> _Prompt_
Keep every word the same. Repeat the records without their images.

> _Dataset entries_
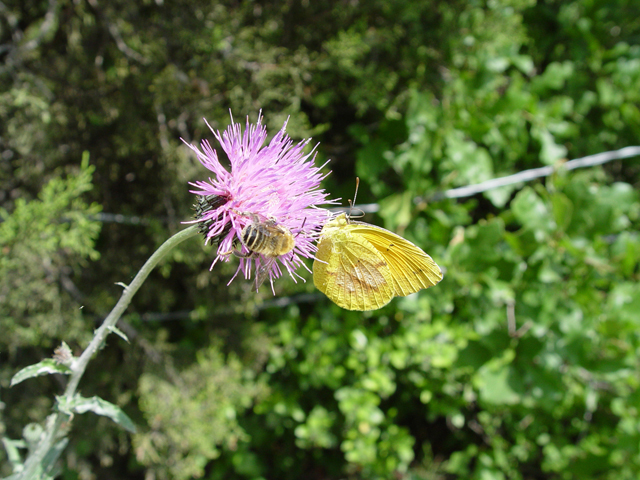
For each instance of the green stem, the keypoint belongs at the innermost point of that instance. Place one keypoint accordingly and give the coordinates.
(54, 422)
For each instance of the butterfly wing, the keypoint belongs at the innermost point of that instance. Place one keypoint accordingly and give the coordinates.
(351, 271)
(411, 268)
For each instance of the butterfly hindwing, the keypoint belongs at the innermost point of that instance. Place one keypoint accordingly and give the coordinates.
(355, 276)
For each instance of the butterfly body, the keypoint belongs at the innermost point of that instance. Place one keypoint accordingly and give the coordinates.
(362, 267)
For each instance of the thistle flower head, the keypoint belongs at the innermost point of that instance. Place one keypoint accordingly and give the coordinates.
(263, 208)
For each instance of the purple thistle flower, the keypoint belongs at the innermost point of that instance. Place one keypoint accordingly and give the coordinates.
(273, 188)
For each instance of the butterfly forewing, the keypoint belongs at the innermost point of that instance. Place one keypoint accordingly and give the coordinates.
(411, 268)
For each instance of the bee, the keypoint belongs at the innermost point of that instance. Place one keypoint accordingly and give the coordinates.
(266, 237)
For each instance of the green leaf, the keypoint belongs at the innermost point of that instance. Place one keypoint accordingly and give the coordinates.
(13, 455)
(45, 367)
(120, 333)
(97, 405)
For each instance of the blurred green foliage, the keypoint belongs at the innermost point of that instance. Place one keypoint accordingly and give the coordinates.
(522, 363)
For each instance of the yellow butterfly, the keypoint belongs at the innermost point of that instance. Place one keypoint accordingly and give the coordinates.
(362, 267)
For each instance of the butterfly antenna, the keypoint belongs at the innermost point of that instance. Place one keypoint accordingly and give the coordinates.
(352, 204)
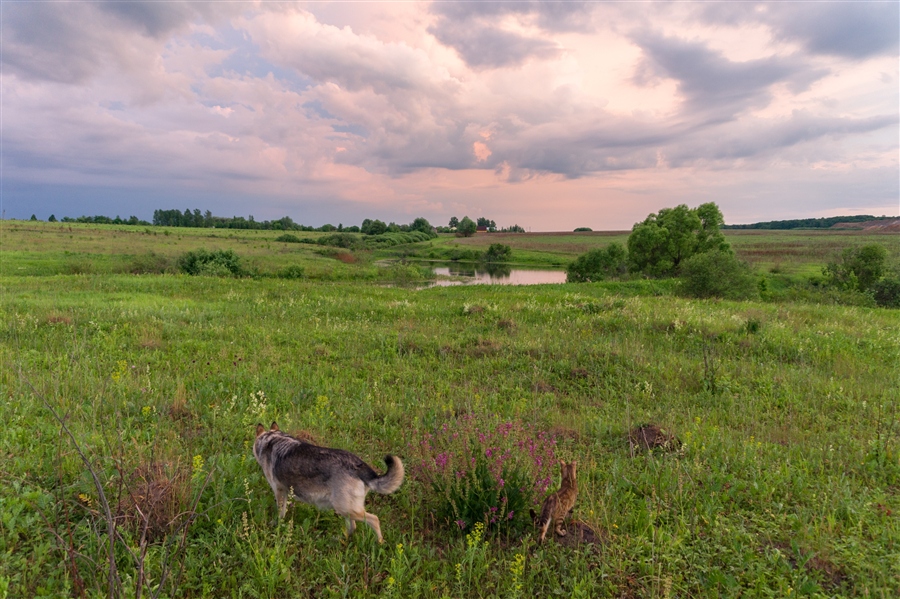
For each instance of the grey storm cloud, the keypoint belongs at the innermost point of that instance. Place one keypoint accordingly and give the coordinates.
(757, 139)
(470, 28)
(487, 46)
(712, 84)
(68, 42)
(849, 29)
(854, 29)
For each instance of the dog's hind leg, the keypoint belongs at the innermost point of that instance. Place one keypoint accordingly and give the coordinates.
(281, 498)
(372, 521)
(351, 526)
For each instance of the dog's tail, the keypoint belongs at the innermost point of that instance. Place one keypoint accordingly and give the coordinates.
(391, 480)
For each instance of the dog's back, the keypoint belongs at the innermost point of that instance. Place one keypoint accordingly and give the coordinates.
(325, 477)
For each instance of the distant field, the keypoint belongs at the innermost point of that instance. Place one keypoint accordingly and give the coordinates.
(49, 248)
(779, 477)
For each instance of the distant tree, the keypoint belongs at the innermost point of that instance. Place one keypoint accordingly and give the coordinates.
(859, 268)
(598, 264)
(421, 224)
(716, 273)
(497, 252)
(466, 227)
(486, 223)
(658, 245)
(373, 227)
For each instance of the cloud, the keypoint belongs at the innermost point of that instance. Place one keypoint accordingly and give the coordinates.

> _Reply_
For each instance of the green stem, the keypoint belongs at the innermost point of that instance. Place one keypoint accordingly and give the coordinates.
(54, 422)
For each instance of the butterfly wing, the keypoint belongs at the innermost point of that instance. Place one keypoint accordingly and give the coordinates.
(351, 271)
(411, 268)
For each instance of the butterfly hindwing, the keypoint belongs at the innermost point of that instance. Place one keypoint accordingly and give the coordinates.
(355, 276)
For each instance of the butterfly body, the keypoint belongs at the innermost point of that instance. Place one keypoint accordingly and give the coordinates.
(362, 267)
For each instance of the thistle flower head, the keypoint belongs at the innermost point of that instance. Place one keypoint accordingly and give the coordinates.
(263, 208)
For each instance of the purple thistle flower, the keypoint belongs at the innermost point of that instance. Place one keypoint accordingly and give the coordinates.
(273, 188)
For each instance of the butterfly forewing, the keypoint belongs at the innermost point of that instance. Place one keypoint accordingly and give the coordinates.
(411, 268)
For each instance of the bee, the keypoint belongs at the innermost point of that instance. Place one keypoint accordingly and give the coordinates.
(266, 237)
For each instance of the green leaf, the keypoint belongs at the innermost point of that instance. Place one keypoint accordingly and give the coordinates.
(13, 455)
(45, 367)
(120, 333)
(97, 405)
For each instance of the blurred green foliage, the keypoint belongs at the innermost point of that instance. Place one keypoint accordingly and give the coordinates.
(522, 363)
For each instance of the yellow butterfly, the keypoint belongs at the innermost point of that instance. Place one keypoint accordingly and give the coordinates.
(362, 267)
For each instance of the butterfly antenna, the keypoint belongs at the innermost point of that instance. Place one keypoint accordingly and give the coordinates.
(352, 204)
For each instance of the grey storm cloud, the keypoint belongs at the innermost point of that instance. Place one keypoint accordingly and give the coordinates.
(757, 139)
(470, 28)
(487, 46)
(712, 84)
(68, 42)
(849, 29)
(854, 29)
For each instance of the dog's hind leg, the keypoint belongs at the innermost point of that instance. Place one keypoint accordingly and give the coordinates.
(281, 498)
(372, 521)
(351, 526)
For each instance of the dog's tail, the keypoint belongs at the innermost point of that instance. Place one keypoint accordingly and give the coordinates.
(391, 480)
For each instance of the dog's back, the keypoint belongs at the innermost point of that instance. Place one keypoint accordingly and give the coordinates.
(325, 477)
For each instance of the distant field, the keypoint belongs at the innermost point of that instance. Place one keypoint accordingly and give the coordinates.
(49, 248)
(779, 477)
For each instance of the distant tree, the keypoint belongs at the innermost point of that instance. Place one keypoint accordingly and give the coordinates.
(859, 268)
(598, 264)
(421, 224)
(716, 273)
(497, 252)
(466, 227)
(486, 223)
(658, 245)
(373, 227)
For each instance of the cloud, the keypoint belongs at the innermost point of that instance. Place one keypoint accordingly and give the coordinates.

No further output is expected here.